Consignes de l'exercice
Dans tout le matériel ci-dessous, remplacez « photo » par « image » sans rien modifier d'autre. Ne reproduisez pas les illustrations dans votre réponse.

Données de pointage
------------------------------

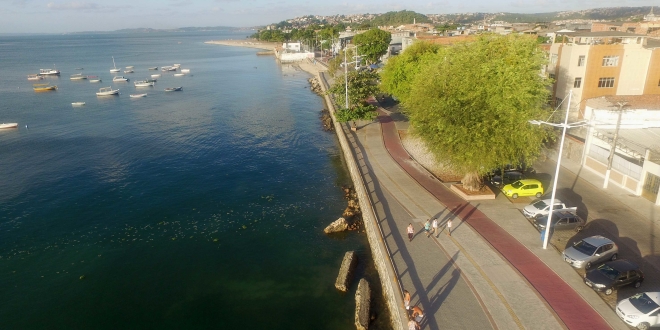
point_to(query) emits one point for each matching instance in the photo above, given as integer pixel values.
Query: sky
(61, 16)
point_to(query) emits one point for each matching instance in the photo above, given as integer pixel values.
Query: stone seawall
(388, 277)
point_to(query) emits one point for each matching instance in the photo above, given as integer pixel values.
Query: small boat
(8, 125)
(143, 83)
(77, 76)
(114, 66)
(106, 91)
(43, 87)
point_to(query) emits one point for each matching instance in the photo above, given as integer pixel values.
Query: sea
(198, 209)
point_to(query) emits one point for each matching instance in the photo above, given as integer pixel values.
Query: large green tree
(471, 102)
(372, 44)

------------------------------

Résultat final
point_to(query) emits one point for each matching instance in the image above, given as integer pixel values.
Query: sky
(61, 16)
point_to(query) emits one point for each matching instance in the image above, given as integer pixel values.
Query: stone seawall
(388, 277)
point_to(query) emits one point for each matching instance in the image above, given as integer pixel values.
Query: small boat
(8, 125)
(143, 83)
(77, 76)
(114, 66)
(106, 91)
(43, 87)
point_to(query) emits one point for each matching instance in the image above, given as integer pixel values.
Query: sea
(198, 209)
point_to(query) emits one point for each matching instance in the image above, given as integer pixel values.
Query: large green tree
(471, 102)
(372, 44)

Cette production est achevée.